* [Text passage]
============

Yet other preferred cutting blade embodiments as according to this
invention have the blade forms or blade shapes laser cut, water-jet
cut, or otherwise cut from a sheet (or equivalent) of blade stock
material so as to not be stamped nor fabricated in a strip grinding
process.
Yet other preferred cutting blade embodiments as according to this
invention have at least one cutting edge formed thereon during a
strip grinding process and at least one other cutting edge formed
thereon by a non-strip grinding process, such as by a multi-axis
CNC grinder.
The cutting blades as according to the desired results and scope of
this invention have sharper cutting edges than prior art cutting
blades.
The cutting blades as according to the desired results and scope of
this invention have sharper cutting edges and are more rigid and
structurally strong than prior art cutting blades with similar
sharpnesses of cutting edges, or angles between opposing
bevels.
The cutting blades as according to the desired results and scope of
this invention enable thicker cutting blades to be produced more
economically.
The cutting blades as according to the desired results and scope of
this invention enable thicker cutting blades having acuter cutting
edges to be produced more economically.
The arrowhead cutting blades as according to the desired results
and scope of this invention are more lethal than prior art
conventional arrowhead cutting blades in that they provide a
sharper cutting edge, so as to better cut the game animals and
therefore maximize penetration and lethality.
As has been shown in the above discussion, the cutting blades of
the arrowheads and the cutting blades of the other cutting devices
as according to this invention overcome deficiencies inherent in
prior art cutting blades.

============

* [Task requirements]
1. Write out the cutting-blade passage between "The arrowhead cutting" and "art cutting blades.", inclusive.
2. Extend the cutting-blade passage from its final sentence.

* [Material shown]
============

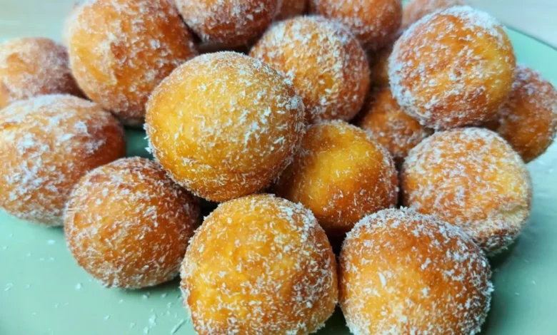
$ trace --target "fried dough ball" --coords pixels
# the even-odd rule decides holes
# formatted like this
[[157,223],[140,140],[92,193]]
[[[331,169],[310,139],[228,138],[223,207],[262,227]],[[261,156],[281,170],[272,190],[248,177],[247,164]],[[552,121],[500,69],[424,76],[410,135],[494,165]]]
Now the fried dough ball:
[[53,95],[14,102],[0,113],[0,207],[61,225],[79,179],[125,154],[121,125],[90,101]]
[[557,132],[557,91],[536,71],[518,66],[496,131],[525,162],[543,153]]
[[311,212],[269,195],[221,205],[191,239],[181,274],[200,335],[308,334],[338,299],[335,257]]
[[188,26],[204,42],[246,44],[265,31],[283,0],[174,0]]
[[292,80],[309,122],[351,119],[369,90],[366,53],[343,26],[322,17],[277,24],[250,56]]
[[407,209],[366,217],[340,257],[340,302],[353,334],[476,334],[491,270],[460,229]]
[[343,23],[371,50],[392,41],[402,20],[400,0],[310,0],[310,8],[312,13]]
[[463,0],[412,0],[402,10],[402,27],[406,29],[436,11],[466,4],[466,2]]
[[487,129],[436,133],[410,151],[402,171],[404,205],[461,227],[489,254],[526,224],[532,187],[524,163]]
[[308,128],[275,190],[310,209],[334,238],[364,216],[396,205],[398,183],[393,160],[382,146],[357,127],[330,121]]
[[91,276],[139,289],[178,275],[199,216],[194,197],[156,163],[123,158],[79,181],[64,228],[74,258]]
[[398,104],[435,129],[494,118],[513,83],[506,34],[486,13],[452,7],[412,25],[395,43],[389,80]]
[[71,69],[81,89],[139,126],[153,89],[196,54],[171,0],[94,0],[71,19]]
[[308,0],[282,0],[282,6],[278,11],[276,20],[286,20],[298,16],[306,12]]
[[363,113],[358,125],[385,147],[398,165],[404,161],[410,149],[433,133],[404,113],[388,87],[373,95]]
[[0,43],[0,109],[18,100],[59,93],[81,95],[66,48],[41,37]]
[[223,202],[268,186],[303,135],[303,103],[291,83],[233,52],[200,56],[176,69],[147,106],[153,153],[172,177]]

============

* [The replies]
1.
The arrowhead cutting blades as according to the desired results
and scope of this invention are more lethal than prior art
conventional arrowhead cutting blades in that they provide a
sharper cutting edge, so as to better cut the game animals and
therefore maximize penetration and lethality.
As has been shown in the above discussion, the cutting blades of
the arrowheads and the cutting blades of the other cutting devices
as according to this invention overcome deficiencies inherent in
prior art cutting blades.

2.
With the above objects and advantages in view, other objects and
advantages of the invention will more readily appear as the nature
of the invention is better understood, the invention is comprised
in the novel construction, combination and assembly of parts
hereinafter more fully described, illustrated, and claimed.
BRIEF DESCRIPTION OF THE DRAWINGS
FIG. 1 is a side view of a fixed-blade arrowhead blade;
FIG. 2 is a side view of a fixed-blade arrowhead, having
replaceable cutting blades;
FIG. 3 is a partially sectioned side view of a blade-opening
arrowhead with the expandable blades in the closed position;
FIG. 4 is a side view of a blade-opening arrowhead with the blades
in the closed position;
FIG. 5 is a side view of the blade-opening arrowhead of FIG. 4 with
the blades in the open position;
FIG. 6 is a side view of a blade-opening arrowhead blade of the
arrowhead of FIGS. 4 & 5;
FIG. 7 is a side view of a blade-opening arrowhead blade of the
arrowhead of FIG. 3;
FIG. 8 is an enlarged cross-sectional view of the blade stock
material the blade of FIG. 7 was made from;
FIG. 9 is an enlarged cross-sectional view of the blade of FIG. 7
as taken along 9--9 of FIG. 7;
FIG. 10 is an outline of the exterior bevel surfaces of the blade
of FIG. 7 as seen in the cross-sectional view thereof in FIG.
9;
FIG. 11 is a side view of a fixed-blade arrowhead blade of the
arrowhead of FIG. 2;
FIG. 12 is an enlarged cross-sectional view of the blade stock
material the blade of FIG. 11 was made from;
FIG. 13 is an enlarged cross-sectional view of the blade of FIG. 11
as taken along 13--13 of FIG. 11;
FIG. 14 is an outline of the exterior bevel surfaces of the blade
of FIG. 11 as seen in the cross-sectional view thereof in FIG.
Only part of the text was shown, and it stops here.